§ Passage given
Thanks! Yeah, I'm doing it in sections because of the tank's size.


----------



## ldaniell (Apr 18, 2018)

Now I just have to wait for it to cure. This part wasn't as hard as I thought it would be.


----------



## ldaniell (Apr 18, 2018)

How do you all trim the edges without exposing the silicone?


----------



## ldaniell (Apr 18, 2018)

I drilled the tank and installed the overflow drainage bulkhead today (see pictures). I still smell vinegar today so I will let the silicone cure for awhile longer. My Mistking arrives today, so I will install the reservoir bulkhead and connect the pump up today.


----------



## ldaniell (Apr 18, 2018)

Here are some pictures of the planted vivarium and rough set up. I have two more fans arriving today. The vivarium will rest on top of the cabinet. I used 1/4 inch glass for the top leaving a 4 cm gap in the back for 3 40mm fans and ventilation. The tank is currently at 95% RH, and the front glass remains un-fogged with no fans running. I'm still waiting on selaginella, cryptanthus (Earth Star), NEHERP Moss slurry and two more broms.


----------



## jc_hammy (Apr 22, 2018)

Wow, that's looking really awesome! In reference to your earlier question on the silicone on the edges, I just slowly worked it back and was very careful with the razor as I worked along the edges.


----------



## ldaniell (Apr 18, 2018)

Here's a picture of the three fans, which end up being overkill. One fan keeps the humidity around 80%.


----------



## ldaniell (Apr 18, 2018)

Here's some more pics with all the plants.


----------



## Piper (Jun 15, 2018)

Great pictures and thank you for posting your plant list!


----------



## Piper (Jun 15, 2018)

Where did you purchase your fans from?


----------

§ Provided records
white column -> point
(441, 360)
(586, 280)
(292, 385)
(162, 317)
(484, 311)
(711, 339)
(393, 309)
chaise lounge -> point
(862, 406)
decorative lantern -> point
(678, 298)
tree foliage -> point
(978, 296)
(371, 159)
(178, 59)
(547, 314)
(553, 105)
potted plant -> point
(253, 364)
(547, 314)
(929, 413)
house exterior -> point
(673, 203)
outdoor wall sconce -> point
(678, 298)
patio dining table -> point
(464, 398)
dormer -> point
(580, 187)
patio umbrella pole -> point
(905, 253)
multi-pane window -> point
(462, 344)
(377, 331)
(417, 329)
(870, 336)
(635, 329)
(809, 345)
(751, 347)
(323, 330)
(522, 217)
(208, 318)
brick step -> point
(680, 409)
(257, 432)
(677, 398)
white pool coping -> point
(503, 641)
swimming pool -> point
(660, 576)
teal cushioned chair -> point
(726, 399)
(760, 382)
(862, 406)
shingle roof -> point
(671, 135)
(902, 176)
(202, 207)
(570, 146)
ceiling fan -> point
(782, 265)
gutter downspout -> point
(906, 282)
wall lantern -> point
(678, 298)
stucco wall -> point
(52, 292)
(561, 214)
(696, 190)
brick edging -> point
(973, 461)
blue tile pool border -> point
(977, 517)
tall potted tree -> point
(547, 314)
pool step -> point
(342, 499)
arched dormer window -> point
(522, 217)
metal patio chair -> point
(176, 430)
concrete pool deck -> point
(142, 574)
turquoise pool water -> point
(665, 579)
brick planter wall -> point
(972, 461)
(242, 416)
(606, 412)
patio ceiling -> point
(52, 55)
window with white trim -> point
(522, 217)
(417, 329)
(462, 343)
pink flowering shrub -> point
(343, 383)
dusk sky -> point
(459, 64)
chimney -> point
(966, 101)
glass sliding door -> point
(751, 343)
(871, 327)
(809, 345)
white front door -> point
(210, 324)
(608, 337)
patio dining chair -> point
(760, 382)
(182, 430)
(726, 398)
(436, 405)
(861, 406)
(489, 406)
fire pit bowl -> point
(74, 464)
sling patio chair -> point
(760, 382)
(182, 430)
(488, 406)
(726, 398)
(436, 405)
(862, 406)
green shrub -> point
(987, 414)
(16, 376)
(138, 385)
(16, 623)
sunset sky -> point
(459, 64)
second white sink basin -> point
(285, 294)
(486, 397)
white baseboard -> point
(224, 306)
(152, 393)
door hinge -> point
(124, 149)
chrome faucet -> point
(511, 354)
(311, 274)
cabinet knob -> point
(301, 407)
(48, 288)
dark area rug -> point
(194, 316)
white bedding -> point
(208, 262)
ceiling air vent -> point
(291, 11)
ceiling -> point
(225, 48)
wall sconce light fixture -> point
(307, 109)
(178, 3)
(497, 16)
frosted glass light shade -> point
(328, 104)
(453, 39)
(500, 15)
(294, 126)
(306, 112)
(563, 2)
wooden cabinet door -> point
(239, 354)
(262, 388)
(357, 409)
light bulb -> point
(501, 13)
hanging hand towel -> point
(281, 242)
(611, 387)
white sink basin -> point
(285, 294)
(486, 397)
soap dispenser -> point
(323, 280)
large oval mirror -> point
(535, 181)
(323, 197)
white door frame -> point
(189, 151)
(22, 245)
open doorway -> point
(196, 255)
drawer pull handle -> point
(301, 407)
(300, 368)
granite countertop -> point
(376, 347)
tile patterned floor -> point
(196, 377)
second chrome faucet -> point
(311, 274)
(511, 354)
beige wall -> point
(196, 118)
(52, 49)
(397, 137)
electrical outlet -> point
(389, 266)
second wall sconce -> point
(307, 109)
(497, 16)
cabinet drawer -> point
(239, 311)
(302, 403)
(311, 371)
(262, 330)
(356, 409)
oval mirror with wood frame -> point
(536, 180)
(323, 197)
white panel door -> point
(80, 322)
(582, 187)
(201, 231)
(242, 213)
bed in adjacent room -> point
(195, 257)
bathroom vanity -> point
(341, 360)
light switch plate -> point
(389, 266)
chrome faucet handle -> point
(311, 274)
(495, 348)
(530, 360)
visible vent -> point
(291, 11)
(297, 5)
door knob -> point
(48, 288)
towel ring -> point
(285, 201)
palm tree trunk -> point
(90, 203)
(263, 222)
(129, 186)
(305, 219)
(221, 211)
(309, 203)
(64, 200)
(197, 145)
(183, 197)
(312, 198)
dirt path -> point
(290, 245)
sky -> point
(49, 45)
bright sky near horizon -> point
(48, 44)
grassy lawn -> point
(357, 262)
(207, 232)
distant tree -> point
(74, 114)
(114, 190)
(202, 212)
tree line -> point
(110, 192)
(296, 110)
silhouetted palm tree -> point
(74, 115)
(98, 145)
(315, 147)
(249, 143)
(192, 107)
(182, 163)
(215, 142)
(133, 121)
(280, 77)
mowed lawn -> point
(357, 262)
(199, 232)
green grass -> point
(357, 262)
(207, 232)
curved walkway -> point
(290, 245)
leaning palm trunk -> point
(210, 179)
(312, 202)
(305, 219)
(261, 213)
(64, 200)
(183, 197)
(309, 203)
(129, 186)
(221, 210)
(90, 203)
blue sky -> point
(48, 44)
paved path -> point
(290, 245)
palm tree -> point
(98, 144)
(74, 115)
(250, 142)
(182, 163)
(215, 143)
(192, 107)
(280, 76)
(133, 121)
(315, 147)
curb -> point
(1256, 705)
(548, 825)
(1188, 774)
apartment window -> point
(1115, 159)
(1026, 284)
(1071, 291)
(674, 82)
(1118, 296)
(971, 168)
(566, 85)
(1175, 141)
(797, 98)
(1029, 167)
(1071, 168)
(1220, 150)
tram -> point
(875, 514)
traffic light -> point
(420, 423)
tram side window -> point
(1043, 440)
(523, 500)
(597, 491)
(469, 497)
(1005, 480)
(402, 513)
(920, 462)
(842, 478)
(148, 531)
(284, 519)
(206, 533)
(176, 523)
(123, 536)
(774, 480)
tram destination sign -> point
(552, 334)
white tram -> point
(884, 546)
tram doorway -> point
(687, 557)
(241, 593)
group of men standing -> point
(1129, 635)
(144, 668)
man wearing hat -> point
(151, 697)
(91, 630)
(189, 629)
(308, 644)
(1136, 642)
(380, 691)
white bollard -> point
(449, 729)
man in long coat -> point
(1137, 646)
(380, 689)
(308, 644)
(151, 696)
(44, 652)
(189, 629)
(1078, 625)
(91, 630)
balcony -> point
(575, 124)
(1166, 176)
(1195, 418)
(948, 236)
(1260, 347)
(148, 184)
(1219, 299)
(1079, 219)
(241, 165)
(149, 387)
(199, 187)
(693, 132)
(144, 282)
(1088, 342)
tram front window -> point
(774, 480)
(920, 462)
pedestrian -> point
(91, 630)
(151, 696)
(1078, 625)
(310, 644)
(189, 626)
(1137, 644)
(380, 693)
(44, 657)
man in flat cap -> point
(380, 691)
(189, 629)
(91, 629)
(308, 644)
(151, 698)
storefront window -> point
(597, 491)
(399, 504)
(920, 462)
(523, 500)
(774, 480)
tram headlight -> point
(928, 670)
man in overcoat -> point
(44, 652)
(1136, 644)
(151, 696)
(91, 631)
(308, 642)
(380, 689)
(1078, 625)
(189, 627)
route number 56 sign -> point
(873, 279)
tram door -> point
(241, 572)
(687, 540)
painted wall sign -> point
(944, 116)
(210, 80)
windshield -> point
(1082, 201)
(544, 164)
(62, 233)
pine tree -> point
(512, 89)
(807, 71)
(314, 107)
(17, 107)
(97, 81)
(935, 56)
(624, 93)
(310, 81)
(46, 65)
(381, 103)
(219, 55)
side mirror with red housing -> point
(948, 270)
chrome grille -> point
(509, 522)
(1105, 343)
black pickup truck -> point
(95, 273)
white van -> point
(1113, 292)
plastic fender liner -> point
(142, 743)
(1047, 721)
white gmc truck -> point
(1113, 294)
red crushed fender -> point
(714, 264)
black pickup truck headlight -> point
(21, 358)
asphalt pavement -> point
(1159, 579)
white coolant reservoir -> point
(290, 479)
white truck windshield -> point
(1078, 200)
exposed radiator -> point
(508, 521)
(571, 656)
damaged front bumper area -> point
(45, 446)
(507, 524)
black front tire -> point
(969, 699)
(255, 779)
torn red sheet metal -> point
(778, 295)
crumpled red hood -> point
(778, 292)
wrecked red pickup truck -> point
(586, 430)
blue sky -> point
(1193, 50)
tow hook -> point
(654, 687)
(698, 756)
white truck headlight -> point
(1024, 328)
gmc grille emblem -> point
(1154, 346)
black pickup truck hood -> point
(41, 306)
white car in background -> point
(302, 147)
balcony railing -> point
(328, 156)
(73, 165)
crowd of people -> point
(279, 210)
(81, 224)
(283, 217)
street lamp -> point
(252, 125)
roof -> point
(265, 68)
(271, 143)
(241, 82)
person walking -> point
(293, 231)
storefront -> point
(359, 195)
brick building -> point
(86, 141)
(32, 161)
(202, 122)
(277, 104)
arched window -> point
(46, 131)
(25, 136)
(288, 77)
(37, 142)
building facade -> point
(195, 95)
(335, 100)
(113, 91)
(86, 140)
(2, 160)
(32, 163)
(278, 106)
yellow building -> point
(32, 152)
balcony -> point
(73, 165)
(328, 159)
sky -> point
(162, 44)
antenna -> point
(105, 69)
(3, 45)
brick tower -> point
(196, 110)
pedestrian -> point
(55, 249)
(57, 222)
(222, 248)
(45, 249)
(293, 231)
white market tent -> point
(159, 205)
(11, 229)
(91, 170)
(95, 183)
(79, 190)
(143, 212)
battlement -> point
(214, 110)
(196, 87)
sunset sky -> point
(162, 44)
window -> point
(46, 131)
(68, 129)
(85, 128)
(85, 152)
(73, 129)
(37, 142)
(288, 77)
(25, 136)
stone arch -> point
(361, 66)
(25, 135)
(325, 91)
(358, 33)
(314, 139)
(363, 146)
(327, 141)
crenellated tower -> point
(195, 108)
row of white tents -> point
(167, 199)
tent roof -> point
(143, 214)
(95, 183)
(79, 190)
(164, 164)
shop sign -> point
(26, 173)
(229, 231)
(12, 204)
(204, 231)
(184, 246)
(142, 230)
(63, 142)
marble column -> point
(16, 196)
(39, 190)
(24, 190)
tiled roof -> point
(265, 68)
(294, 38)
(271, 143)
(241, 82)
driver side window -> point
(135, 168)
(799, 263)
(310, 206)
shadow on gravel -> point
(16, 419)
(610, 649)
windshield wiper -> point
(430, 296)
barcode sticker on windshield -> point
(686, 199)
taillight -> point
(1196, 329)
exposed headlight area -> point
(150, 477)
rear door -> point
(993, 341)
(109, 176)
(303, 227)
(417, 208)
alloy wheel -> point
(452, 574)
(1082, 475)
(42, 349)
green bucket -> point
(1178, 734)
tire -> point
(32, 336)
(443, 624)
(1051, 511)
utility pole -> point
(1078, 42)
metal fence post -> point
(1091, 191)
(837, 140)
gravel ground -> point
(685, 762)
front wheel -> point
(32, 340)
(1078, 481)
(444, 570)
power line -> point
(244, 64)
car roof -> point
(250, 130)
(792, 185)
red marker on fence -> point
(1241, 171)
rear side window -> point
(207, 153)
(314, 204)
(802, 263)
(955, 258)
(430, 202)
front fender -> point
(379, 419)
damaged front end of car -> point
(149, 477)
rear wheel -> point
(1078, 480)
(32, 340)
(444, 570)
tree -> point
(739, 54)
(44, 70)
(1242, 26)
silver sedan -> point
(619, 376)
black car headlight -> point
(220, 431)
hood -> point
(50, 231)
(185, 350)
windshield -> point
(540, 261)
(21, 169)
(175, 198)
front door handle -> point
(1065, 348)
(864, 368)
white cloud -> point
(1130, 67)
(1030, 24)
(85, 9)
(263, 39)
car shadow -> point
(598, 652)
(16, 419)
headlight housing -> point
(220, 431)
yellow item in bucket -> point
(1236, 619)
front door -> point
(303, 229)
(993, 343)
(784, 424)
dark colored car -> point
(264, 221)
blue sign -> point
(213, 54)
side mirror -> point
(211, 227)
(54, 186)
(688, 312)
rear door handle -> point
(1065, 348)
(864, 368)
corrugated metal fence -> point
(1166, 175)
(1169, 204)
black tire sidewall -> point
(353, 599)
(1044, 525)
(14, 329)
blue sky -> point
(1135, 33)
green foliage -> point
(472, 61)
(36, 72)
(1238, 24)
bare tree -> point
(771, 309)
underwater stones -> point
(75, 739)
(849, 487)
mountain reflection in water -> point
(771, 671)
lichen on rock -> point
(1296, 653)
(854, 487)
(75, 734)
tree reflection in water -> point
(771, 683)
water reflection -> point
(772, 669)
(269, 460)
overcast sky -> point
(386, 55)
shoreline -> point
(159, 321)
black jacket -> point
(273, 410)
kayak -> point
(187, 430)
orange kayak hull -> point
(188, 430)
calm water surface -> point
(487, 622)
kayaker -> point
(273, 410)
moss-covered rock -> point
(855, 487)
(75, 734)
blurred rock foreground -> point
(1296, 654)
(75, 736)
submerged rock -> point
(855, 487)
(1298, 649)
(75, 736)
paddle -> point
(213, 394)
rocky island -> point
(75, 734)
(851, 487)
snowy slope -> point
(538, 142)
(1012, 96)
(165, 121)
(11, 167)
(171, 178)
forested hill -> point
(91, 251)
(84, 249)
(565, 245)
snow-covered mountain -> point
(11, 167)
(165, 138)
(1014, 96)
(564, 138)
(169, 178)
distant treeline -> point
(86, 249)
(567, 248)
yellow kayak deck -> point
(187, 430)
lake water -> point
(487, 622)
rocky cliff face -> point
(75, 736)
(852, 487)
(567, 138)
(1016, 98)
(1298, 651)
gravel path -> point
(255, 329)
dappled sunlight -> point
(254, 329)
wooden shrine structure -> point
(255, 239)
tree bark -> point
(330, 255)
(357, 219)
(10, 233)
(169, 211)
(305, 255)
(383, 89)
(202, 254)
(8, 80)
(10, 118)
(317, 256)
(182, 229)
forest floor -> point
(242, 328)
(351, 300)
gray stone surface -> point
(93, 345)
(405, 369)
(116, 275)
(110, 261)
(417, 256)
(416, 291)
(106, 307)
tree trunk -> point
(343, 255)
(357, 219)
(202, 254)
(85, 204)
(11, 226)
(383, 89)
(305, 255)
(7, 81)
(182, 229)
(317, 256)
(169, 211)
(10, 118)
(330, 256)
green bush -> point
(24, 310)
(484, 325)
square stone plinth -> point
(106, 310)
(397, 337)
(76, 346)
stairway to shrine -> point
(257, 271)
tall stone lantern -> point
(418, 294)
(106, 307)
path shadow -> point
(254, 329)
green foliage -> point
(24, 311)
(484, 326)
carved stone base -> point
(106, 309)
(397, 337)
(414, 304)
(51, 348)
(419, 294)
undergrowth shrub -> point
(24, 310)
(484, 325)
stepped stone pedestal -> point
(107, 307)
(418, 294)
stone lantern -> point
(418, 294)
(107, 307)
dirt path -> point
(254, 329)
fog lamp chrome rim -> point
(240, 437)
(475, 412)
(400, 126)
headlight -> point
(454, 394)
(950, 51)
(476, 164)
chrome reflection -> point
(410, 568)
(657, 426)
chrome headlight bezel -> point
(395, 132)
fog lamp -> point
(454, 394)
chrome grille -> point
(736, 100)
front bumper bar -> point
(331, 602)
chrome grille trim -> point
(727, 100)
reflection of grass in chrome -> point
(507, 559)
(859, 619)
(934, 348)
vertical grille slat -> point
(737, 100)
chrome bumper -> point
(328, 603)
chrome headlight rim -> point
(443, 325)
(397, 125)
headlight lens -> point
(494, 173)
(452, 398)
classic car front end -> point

§ Written instruction A
Quote everything in the vivarium thread from "Here are some" down to "(Apr 22, 2018)".
§ Written instruction B
Condense the paragraph of the vivarium thread that begins "Here are some pictures of the planted vivarium" into a bulleted list of its main facts.
Answer from the text alone, not from the records.

§ Exercise output A
Here are some pictures of the planted vivarium and rough set up. I have two more fans arriving today. The vivarium will rest on top of the cabinet. I used 1/4 inch glass for the top leaving a 4 cm gap in the back for 3 40mm fans and ventilation. The tank is currently at 95% RH, and the front glass remains un-fogged with no fans running. I'm still waiting on selaginella, cryptanthus (Earth Star), NEHERP Moss slurry and two more broms.


----------



## jc_hammy (Apr 22, 2018)

§ Exercise output B
- Two more fans are arriving today.
- The vivarium will rest on top of the cabinet.
- The top is 1/4 inch glass, with a 4 cm gap at the back for three 40mm fans and ventilation.
- The tank is at 95% RH, and the front glass stays unfogged with no fans running.
- Still on the way: selaginella, cryptanthus (Earth Star), NEHERP Moss slurry, and two more broms.